- Short task 1:
Answer these from the article below:
(a) Which label released the album?
(b) How many years after the band's second studio album did it come out?
(c) For which publication did David Fricke review it?
- Short task 2: Return, word for word, everything in the article below from "Television chronology" down to "aired on MTV.".

- Article:
Studio album by Television
- Released: September 28, 1992
- Genre: Art-punk
- Length: 42:40
- Label: Capitol
- Producer: Television

Television chronology
| The Blow-Up (1982) | Television (1992) | Live at the Old Waldorf (2003) |

Singles from Television
- "Call Mr. Lee" Released: 1992;

= Television (Television album) =

Television is the third and final album by American rock band Television. It was released on September 28, 1992, 14 years after the band's second studio album and subsequent breakup in 1978. A video for "Call Mr. Lee" was filmed and briefly aired on MTV.

== Reception ==

Television has been generally well received by critics. Rock critic Robert Christgau wrote, "I prefer the more rocking, songful old Television, but it's a tribute to Tom Verlaine's conceptual restlessness and force of personality that in a world where alternative guitar means making noise or mixing and matching from the used bins, these four veterans have regrouped with a distinct new sonic identity. Droll, warm-hearted, sophisticated, cryptic, jazzy yet unjazzlike, they sound like nothing else—except, just a little, old Television". David Fricke of Rolling Stone said, "It was worth waiting fifteen years." Per Milo Miles of The New York Times, "Trying to adjust after a long layoff, these musicians have assembled a scaled-down Television, though one with exquisite design details." Ira Robbins of Entertainment Weekly hailed it as "a shadowy album no less edgy or atmospheric than their first two. The band's filigree of interwoven guitar patterns has gained in maturity and refinement, but songwriter-singer Verlaine’s unique vision still comes through loud and clear."

- Listed entries:
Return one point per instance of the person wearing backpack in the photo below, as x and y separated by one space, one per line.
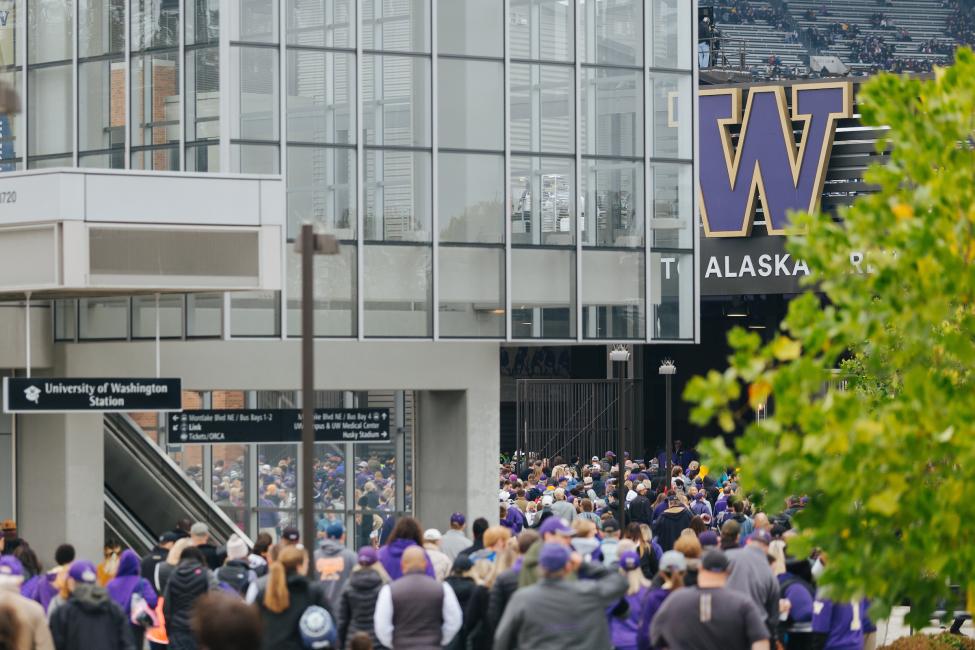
133 593
236 571
285 600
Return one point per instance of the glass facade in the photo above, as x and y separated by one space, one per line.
493 169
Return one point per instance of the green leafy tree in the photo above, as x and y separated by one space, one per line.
888 460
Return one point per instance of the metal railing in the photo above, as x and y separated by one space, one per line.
567 418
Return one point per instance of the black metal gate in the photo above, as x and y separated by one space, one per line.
576 417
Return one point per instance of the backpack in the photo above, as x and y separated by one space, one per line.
236 577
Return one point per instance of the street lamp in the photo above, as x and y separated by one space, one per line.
308 245
668 370
620 355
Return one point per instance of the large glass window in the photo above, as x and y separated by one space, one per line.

- Full solution 1:
(a) Capitol
(b) 14 years
(c) Rolling Stone

- Full solution 2:
Television chronology
| The Blow-Up (1982) | Television (1992) | Live at the Old Waldorf (2003) |

Singles from Television
- "Call Mr. Lee" Released: 1992;

= Television (Television album) =

Television is the third and final album by American rock band Television. It was released on September 28, 1992, 14 years after the band's second studio album and subsequent breakup in 1978. A video for "Call Mr. Lee" was filmed and briefly aired on MTV.